Brief >>
Quote exactly, and only, the lines from the one with "Indicate a point per instance of the green hedge" through the end of the listing.

Dataset entries

■ ■ ■ ■ ■

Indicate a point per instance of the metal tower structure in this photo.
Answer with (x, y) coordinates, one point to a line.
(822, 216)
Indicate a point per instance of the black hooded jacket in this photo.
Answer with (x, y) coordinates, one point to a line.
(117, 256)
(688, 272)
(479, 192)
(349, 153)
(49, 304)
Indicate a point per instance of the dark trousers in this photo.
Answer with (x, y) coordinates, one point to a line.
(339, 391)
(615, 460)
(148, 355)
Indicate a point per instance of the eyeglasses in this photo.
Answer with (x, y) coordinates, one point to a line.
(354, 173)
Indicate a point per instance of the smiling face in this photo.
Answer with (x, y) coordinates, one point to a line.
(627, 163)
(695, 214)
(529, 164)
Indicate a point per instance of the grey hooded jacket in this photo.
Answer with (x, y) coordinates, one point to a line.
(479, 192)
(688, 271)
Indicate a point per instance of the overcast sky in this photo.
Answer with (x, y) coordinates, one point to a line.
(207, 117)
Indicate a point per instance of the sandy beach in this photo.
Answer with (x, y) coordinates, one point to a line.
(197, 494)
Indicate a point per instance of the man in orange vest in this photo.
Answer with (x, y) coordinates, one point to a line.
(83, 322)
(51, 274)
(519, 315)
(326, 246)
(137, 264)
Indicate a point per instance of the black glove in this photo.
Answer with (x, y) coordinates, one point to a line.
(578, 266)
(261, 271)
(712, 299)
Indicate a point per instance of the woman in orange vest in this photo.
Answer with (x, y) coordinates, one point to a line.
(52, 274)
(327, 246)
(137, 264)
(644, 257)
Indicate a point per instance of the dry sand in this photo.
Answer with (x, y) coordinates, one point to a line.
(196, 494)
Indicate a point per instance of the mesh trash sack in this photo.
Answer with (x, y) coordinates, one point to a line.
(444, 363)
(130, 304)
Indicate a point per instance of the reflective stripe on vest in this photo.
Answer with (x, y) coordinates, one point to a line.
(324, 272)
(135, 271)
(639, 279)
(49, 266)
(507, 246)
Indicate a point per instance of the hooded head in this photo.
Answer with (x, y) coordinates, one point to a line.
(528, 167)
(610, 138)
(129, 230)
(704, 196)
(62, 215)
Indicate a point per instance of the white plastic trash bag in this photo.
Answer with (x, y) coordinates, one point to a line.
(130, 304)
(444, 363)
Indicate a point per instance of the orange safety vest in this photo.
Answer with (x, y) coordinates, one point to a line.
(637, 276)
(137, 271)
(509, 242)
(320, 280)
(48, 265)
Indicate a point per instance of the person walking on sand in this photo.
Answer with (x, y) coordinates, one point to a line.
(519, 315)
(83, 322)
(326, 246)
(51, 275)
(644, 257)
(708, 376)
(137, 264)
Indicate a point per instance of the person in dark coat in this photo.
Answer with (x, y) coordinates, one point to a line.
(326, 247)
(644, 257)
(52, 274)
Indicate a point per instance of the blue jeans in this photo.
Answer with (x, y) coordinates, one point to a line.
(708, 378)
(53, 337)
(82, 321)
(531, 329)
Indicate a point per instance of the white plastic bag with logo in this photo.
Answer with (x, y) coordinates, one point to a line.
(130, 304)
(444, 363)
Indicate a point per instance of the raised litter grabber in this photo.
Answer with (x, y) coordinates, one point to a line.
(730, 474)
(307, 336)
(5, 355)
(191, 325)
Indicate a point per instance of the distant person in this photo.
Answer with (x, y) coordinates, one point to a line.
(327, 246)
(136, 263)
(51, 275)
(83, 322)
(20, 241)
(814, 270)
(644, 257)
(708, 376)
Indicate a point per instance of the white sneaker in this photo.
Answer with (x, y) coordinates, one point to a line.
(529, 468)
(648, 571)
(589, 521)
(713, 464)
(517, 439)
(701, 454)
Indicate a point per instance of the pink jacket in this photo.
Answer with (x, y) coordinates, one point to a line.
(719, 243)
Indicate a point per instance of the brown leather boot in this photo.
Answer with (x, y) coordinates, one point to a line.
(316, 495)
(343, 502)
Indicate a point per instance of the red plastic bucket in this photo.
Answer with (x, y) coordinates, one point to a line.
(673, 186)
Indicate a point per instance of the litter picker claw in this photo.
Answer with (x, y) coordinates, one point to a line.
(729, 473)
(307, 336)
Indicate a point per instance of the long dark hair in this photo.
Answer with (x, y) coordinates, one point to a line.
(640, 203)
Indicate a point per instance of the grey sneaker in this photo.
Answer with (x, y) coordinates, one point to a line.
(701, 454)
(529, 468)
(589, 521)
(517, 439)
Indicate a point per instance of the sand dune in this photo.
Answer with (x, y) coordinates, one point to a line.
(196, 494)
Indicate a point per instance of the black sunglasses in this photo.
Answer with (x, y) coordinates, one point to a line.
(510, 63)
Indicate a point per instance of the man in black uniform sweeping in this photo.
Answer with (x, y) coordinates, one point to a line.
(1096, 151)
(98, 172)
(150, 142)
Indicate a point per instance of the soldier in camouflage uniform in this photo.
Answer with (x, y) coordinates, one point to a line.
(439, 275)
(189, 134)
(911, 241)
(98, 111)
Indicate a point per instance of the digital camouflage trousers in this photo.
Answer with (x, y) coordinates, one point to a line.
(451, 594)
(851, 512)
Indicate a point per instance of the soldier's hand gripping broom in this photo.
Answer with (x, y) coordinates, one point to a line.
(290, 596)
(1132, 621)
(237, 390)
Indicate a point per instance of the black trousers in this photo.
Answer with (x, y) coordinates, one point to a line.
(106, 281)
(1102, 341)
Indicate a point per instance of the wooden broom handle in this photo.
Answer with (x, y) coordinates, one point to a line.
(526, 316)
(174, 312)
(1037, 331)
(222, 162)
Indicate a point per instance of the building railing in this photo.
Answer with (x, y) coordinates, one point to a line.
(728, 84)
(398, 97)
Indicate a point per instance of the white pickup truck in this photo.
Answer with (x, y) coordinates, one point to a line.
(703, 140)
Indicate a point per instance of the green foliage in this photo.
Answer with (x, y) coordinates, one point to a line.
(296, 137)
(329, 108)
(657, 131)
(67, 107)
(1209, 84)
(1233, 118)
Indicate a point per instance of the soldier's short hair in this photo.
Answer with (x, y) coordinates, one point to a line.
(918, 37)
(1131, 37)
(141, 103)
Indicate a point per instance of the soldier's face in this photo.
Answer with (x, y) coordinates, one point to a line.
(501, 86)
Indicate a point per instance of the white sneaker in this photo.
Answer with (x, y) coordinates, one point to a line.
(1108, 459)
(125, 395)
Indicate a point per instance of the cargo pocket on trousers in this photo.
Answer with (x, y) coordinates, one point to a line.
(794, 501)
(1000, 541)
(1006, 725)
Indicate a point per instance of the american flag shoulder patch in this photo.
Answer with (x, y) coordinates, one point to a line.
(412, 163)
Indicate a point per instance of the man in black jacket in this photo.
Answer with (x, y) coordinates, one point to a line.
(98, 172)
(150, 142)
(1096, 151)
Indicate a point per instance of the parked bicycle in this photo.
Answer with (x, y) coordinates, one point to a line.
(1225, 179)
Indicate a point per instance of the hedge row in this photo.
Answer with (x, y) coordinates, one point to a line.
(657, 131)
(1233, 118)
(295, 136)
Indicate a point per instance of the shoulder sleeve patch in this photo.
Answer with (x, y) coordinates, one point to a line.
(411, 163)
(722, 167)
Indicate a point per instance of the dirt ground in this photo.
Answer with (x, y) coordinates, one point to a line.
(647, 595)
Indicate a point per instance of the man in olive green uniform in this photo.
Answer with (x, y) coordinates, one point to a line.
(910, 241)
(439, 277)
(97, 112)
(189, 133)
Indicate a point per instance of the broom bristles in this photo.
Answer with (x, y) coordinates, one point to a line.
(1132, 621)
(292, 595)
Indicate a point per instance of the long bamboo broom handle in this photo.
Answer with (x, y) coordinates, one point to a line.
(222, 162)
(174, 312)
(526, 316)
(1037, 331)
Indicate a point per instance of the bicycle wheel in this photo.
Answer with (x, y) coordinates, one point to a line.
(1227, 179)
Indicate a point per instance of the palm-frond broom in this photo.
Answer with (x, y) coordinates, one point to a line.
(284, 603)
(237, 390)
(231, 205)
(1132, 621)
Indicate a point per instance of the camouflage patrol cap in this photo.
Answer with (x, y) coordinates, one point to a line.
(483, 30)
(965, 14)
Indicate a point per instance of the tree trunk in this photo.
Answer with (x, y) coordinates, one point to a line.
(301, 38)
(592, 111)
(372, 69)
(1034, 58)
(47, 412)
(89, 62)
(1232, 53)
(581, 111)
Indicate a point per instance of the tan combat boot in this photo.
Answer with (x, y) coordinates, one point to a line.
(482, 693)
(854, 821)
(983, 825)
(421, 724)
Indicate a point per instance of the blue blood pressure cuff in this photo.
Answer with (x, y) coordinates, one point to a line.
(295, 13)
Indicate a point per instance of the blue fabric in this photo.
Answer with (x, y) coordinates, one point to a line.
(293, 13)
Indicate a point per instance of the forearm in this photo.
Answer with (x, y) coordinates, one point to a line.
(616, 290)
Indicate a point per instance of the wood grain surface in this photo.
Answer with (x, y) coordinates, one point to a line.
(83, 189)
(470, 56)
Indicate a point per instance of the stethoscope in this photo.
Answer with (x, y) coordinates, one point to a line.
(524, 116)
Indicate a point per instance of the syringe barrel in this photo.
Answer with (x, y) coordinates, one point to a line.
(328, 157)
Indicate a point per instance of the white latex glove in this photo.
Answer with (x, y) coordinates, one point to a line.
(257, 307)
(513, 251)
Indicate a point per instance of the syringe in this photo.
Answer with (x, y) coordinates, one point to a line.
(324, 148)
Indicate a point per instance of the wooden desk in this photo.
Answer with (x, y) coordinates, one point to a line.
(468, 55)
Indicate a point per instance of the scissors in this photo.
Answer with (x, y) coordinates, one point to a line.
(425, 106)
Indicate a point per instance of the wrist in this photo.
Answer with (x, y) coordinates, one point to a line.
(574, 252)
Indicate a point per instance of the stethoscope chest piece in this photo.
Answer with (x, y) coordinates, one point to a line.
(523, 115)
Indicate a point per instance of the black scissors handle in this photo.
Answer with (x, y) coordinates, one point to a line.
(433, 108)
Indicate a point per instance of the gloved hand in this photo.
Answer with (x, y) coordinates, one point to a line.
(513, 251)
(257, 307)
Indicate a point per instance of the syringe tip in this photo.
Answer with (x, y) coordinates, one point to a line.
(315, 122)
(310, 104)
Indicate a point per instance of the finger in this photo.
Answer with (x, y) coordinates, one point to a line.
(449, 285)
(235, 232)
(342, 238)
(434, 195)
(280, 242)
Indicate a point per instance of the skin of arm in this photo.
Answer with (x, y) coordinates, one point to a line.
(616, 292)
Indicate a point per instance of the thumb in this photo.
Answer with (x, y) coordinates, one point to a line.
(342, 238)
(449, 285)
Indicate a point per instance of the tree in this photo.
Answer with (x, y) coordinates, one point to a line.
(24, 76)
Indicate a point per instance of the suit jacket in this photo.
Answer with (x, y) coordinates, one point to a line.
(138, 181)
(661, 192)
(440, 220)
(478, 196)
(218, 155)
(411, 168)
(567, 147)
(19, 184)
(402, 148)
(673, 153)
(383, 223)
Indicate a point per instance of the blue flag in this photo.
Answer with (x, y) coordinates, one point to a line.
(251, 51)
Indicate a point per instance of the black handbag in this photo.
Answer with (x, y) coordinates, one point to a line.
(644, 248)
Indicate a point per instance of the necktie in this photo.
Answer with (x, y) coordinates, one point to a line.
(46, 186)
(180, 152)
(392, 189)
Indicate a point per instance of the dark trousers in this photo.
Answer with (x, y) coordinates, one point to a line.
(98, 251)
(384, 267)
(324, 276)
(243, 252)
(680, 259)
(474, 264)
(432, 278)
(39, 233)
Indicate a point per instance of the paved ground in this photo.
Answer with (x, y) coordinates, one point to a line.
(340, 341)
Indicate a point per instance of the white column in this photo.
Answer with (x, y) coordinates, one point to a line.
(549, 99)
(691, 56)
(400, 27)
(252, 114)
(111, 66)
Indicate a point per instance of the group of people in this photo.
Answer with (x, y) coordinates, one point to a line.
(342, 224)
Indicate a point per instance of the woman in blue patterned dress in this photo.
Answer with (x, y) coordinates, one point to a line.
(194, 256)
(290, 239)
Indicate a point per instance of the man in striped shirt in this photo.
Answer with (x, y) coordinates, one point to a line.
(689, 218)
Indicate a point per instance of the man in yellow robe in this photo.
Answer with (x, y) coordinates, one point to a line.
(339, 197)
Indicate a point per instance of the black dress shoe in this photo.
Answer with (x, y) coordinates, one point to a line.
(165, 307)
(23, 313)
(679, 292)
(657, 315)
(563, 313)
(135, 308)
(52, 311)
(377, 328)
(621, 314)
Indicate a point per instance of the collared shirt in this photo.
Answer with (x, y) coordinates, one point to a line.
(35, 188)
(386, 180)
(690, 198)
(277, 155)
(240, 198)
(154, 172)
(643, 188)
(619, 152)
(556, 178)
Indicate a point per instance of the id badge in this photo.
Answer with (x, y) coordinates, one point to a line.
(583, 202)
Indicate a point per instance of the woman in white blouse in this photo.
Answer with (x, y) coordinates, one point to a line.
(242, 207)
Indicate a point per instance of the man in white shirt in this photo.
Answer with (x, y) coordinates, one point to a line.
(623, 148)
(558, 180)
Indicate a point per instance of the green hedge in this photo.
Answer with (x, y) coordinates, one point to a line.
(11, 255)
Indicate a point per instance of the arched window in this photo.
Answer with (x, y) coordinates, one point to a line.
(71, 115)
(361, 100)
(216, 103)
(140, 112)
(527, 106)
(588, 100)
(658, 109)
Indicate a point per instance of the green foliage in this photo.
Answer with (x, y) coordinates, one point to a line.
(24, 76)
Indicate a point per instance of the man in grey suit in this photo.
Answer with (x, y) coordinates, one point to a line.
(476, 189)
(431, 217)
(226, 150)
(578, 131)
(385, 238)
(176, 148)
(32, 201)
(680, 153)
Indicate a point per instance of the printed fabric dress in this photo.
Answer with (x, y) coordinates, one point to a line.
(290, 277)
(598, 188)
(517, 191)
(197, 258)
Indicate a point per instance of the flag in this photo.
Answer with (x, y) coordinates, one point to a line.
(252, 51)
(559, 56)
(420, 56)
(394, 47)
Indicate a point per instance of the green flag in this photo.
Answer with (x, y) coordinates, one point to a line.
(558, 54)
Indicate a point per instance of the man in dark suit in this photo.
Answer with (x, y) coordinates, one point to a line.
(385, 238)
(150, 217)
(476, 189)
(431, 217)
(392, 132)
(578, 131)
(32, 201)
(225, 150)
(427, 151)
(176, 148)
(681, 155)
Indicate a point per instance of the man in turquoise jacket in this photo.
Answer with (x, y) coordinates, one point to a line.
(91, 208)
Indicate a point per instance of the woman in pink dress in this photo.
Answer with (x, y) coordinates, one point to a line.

■ ■ ■ ■ ■

Answer to this exercise >>
Indicate a point per instance of the green hedge in this photo.
Answer with (x, y) coordinates, one point to a line.
(11, 255)
Indicate a point per instance of the arched window in this photo.
Answer with (x, y) coordinates, one point to a line.
(71, 115)
(361, 100)
(216, 103)
(140, 112)
(527, 106)
(588, 100)
(658, 109)
Indicate a point per instance of the green foliage in this photo.
Answer with (x, y) coordinates, one point to a line.
(24, 76)
Indicate a point per instance of the man in grey suit in this photo.
Answer with (x, y) coordinates, one point to a line.
(476, 189)
(431, 217)
(226, 150)
(578, 131)
(385, 238)
(176, 148)
(32, 201)
(680, 153)
Indicate a point per instance of the printed fabric dress in this photo.
Answer with (x, y) coordinates, one point to a line.
(290, 277)
(598, 188)
(517, 191)
(197, 258)
Indicate a point per instance of the flag in this photo.
Answer with (x, y) coordinates, one point to a line.
(252, 51)
(559, 56)
(420, 56)
(394, 47)
Indicate a point per instance of the green flag in this photo.
Answer with (x, y) coordinates, one point to a line.
(558, 54)
Indicate a point per instance of the man in dark suit in this photo.
Answer with (x, y) coordinates, one point to a line.
(385, 238)
(150, 217)
(476, 189)
(431, 217)
(392, 132)
(578, 131)
(32, 201)
(225, 150)
(427, 151)
(176, 148)
(681, 155)
Indicate a point per instance of the man in turquoise jacket in this photo.
Answer with (x, y) coordinates, one point to a line.
(91, 208)
Indicate a point per instance of the woman in pink dress in this photo.
Answer with (x, y) coordinates, one point to a line.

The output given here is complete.